▶ **Consigne 1**
Recopiez à l'identique toutes les lignes de données qui suivent le texte, de la première à la dernière.

▶ **Extrait**

########

J'ai participé‚ en juin dernier au cycle de lectures "du monde entier". C'est à cette occasion que j'ai travaillé sur la pièce de Barry Hall. J'avais lu ce texte deux mois plus tôt, il n'était pas encore traduit mais déjà ses qualités théâtrales m'avaient plu. Je devais séjourner aux Etats-Unis pour proposer un stage à des étudiants sur l'œuvre de Jean Genet, j'ai décidé‚ de rester une semaine de plus pour rencontrer l'auteur de "A Trois" . J'avais les coordonnées de Barry , je lui ai téléphoné, nous avons convenu d'un rendez-vous . Je ne savais rien de lui. Comme je n'avais qu'une confiance limitée dans mon anglais et pour déjouer mon trac, j'avais préparé deux pages de questions sur sa pièce. Nous devions nous retrouver dans un bar du "district theatre" . Il m'attendait au comptoir devant un verre de vin blanc. Je l'ai assailli de questions pour commencer, puis, le vin aidant, la conversation s'est détendue. En fait, j'ai découvert qu'il était acteur, qu'il débarquait de son Texas natal (il est originaire du même "trou" que Bob Wilson près de Houston), qu'il avait commencé par écrire un recueil de poèmes, puis des pièces de théâtre, qu'il n'avait été joué qu'une fois, qu'il était lauréat d'une bourse à l'écriture accordée par la fondation Edward Albee, qu'il vivait de son métier de comédien (ce qui est une performance aux Etats-Unis). Notre conversation a débordé très vite le champ du théâtre , nous nous sommes revus plusieurs fois par la suite.



La pièce


Je l'ai interrogé sur l'étrangeté de son texte qui se présente sous la forme d'une partition de musique, sur son titre aussi, qui est en français dans la version originale. Par ce titre il voulait faire référence à un trio musical mais aussi au vaudeville. N'étant pas musicien lui même, l'envie de la partition lui était venue de sa pratique d'acteur. Il voulait essayer de proposer un théâtre où la notion de personnage disparaîtrait derrière la celle du chœur, où les situations ne seraient jamais trop clairement posées, entretenant un flou dans lequel l'imaginaire du spectateur-auditeur pourrait s'engouffrer. L'une des qualités essentielle de sa proposition est l'effet de reconnaissance. Les mots sont simples, ils ne décrivent rien, ils "recouvrent" des moments de la vie, de la vie amoureuse, nous entraînant à leur suite dans tous ces instants où le langage ne nous semble plus d'aucune aide et où nous balbutions notre malaise, notre douleur ou notre joie. C'est une écriture de l'avant ou de l'après, nous ne sommes pas au cœur, au centre mais autour. L'événement, la rencontre, la crise sont déjà passés ou n'ont pas encore eu lieu. C'est une petite musique de nos balbutiements, très drôle souvent, faite par ces mots passe-partout que l'on ne peut s'empêcher d'émettre pour faire du bruit, pour couvrir le silence. C'est cette utilisation du langage presque uniquement au niveau du son qui est incroyablement suggestive et qui nous renvoie à nous-mêmes. Les souvenirs remontent à la surface, nous comblons tous les blancs laissés par l'auteur.

########

▶ **Données sources**
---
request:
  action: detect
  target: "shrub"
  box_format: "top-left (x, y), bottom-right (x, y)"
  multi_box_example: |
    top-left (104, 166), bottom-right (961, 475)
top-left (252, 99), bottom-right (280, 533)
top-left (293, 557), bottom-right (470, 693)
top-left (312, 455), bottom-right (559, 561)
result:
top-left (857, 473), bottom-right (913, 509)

########

▶ **Consigne 2**
D'après l'extrait sur la pièce de Barry Hall, quelle fondation lui avait accordé une bourse à l'écriture ?

▶ **Réponse attendue 1**
---
request:
  action: detect
  target: "shrub"
  box_format: "top-left (x, y), bottom-right (x, y)"
  multi_box_example: |
    top-left (104, 166), bottom-right (961, 475)
top-left (252, 99), bottom-right (280, 533)
top-left (293, 557), bottom-right (470, 693)
top-left (312, 455), bottom-right (559, 561)
result:
top-left (857, 473), bottom-right (913, 509)

▶ **Réponse attendue 2**
La fondation Edward Albee.